**Énoncé proposé 1:**
Reproduisez à l'identique le passage de l'article sur les discriminations linguistiques qui va de « Patrick Charlier, directeur » jusqu'à « à la Chambre. ».
**Énoncé proposé 2:**
Transformez en liste JSON de chaînes le passage des enregistrements qui s'étend de la ligne contenant « Check that each instance of the green » jusqu'à celle contenant « <point>27,480</point> », ces deux lignes incluses. Chaque ligne devient une chaîne et les lignes vides sont omises.

**Extrait:**
━━━━━━━━━━━━━━━━━━━━━━━━━━━━━━
Patrick Charlier, directeur d'Unia, monte au créneau contre les discriminations linguistiques. © Christophe Licoppe/photo news

Vous êtes discriminé sur la base de votre langue ? Aucune instance officielle ne peut vous aider…

Le Vif

Pouvoir parler sa langue : un droit élémentaire de chacun ou une revendication francophone, qui confinerait le débat à l’arène communautaire ? Cette question controversée empêche, depuis dix ans, la pleine application des lois antidiscrimination dont l’évaluation est en cours à la Chambre.

Vous êtes discriminé en raison de vos opinions politiques, philosophiques, de vos handicap, origine, santé, âge, orientation sexuelle ? Unia, le Centre interfédéral pour l’égalité des chances peut traiter votre plainte. Idem pour l’Institut pour l’égalité des femmes et des hommes, en ce qui concerne votre genre. Vous êtes discriminé sur la base de votre langue ? Aucune instance officielle ne peut vous aider…

Or, une de ces lois, visant notamment à combattre les discriminations linguistiques, impose la désignation par arrêté royal d’un organe chargé de traiter les plaintes y relatives. Mais, depuis 2007, aucun gouvernement ne s’est exécuté. Unia se propose d’assumer cette compétence. Patrick Charlier, son directeur :  » Depuis dix ans, nous recueillons, par an, de 120 à 150 signalements liés à des discriminations linguistiques (2 à 4 % de l’ensemble), sans pouvoir les traiter. Ce n’est pas une question communautaire : nous avons accueilli quelqu’un qui postulait dans une entreprise en Flandre et qui a été refusé parce qu’il a un accent west-flandrien ! On lui a objecté qu’il ne serait pas compris par ses collègues… Il n’y a pas lieu de distinguer la langue des autres critères de discrimination. Nous avons développé une expertise de recherche de solutions extrajudiciaires.  »
━━━━━━━━━━━━━━━━━━━━━━━━━━━━━━
Entrées de données recueillies:
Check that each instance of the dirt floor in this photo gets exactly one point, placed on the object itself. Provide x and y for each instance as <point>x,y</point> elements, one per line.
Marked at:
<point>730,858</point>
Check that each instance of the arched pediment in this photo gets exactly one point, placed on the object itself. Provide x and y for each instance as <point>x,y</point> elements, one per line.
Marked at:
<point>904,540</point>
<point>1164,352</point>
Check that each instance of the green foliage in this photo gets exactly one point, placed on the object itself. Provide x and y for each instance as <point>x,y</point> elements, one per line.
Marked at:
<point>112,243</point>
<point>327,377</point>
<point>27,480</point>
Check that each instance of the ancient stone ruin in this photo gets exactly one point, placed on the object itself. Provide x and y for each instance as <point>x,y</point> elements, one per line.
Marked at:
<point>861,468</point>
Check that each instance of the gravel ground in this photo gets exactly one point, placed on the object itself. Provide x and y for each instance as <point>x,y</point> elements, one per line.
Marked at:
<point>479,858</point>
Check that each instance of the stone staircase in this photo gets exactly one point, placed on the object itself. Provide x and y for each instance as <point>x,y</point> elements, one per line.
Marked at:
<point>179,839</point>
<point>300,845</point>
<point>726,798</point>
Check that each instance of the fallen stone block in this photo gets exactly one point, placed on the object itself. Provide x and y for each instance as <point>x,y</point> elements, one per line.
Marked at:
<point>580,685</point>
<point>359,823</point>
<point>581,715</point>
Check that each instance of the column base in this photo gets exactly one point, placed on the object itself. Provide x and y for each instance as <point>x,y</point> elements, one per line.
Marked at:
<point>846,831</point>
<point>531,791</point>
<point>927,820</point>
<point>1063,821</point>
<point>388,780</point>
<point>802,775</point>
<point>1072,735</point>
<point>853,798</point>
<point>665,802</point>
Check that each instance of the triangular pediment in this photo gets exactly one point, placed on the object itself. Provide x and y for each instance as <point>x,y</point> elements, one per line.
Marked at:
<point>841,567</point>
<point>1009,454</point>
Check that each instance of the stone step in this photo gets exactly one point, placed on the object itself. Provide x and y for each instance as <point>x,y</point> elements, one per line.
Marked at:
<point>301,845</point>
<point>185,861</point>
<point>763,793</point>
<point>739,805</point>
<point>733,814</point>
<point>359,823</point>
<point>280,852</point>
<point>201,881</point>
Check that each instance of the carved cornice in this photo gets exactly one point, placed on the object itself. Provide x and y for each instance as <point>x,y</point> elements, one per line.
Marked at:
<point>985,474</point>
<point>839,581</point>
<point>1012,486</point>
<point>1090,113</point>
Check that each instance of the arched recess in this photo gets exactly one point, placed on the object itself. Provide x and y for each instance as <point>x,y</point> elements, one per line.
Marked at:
━━━━━━━━━━━━━━━━━━━━━━━━━━━━━━
**Résultat produit 1:**
Patrick Charlier, directeur d'Unia, monte au créneau contre les discriminations linguistiques. © Christophe Licoppe/photo news

Vous êtes discriminé sur la base de votre langue ? Aucune instance officielle ne peut vous aider…

Le Vif

Pouvoir parler sa langue : un droit élémentaire de chacun ou une revendication francophone, qui confinerait le débat à l’arène communautaire ? Cette question controversée empêche, depuis dix ans, la pleine application des lois antidiscrimination dont l’évaluation est en cours à la Chambre.

**Résultat produit 2:**
[
  "Check that each instance of the green foliage in this photo gets exactly one point, placed on the object itself. Provide x and y for each instance as <point>x,y</point> elements, one per line.",
  "Marked at:",
  "<point>112,243</point>",
  "<point>327,377</point>",
  "<point>27,480</point>"
]